== WORK ITEM ==
Each line from the one holding "negative clicks: (146, 92)" to the end of the listing below must be given again exactly as it appears.

== DATASET ==
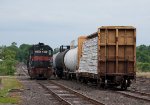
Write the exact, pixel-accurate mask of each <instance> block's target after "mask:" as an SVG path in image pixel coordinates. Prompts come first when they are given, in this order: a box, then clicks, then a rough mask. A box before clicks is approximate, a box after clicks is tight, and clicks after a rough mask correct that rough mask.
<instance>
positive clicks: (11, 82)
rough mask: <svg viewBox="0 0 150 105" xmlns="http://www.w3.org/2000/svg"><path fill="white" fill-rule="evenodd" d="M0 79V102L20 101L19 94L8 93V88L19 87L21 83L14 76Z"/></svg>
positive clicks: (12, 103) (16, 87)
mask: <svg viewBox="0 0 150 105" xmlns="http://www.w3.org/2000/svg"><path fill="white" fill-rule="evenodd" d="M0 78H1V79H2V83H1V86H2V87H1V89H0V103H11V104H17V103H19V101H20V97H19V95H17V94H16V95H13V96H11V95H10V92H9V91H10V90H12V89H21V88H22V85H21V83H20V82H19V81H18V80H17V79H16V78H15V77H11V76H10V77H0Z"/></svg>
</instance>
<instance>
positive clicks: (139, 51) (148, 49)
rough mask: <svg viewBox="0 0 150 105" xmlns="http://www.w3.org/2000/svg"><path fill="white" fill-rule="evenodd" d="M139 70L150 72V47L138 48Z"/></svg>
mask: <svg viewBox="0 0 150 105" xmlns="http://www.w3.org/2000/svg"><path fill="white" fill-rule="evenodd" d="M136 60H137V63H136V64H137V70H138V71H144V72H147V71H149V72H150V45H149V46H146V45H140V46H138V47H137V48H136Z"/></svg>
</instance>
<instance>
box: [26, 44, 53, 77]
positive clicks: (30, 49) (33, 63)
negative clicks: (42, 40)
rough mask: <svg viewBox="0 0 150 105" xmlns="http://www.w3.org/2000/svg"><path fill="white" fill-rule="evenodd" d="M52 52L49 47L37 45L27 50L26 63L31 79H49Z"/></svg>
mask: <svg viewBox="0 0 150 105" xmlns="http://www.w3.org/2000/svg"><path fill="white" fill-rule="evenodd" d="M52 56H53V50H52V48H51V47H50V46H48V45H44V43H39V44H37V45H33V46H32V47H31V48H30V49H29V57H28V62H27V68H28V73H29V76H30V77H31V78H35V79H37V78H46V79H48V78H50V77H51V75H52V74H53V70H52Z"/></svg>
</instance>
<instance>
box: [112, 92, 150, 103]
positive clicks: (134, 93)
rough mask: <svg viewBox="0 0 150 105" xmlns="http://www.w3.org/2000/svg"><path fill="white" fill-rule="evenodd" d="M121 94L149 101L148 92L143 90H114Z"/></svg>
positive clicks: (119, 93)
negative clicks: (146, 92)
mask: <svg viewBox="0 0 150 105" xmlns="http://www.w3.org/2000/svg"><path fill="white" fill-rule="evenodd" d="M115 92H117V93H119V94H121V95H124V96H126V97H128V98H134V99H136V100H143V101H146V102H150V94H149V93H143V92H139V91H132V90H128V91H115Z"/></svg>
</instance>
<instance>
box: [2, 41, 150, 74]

== OUTPUT BELOW ==
negative clicks: (146, 92)
mask: <svg viewBox="0 0 150 105" xmlns="http://www.w3.org/2000/svg"><path fill="white" fill-rule="evenodd" d="M115 92H117V93H119V94H121V95H124V96H126V97H128V98H134V99H136V100H143V101H146V102H150V94H149V93H143V92H139V91H132V90H128V91H115Z"/></svg>
</instance>
<instance>
box: [2, 41, 150, 74]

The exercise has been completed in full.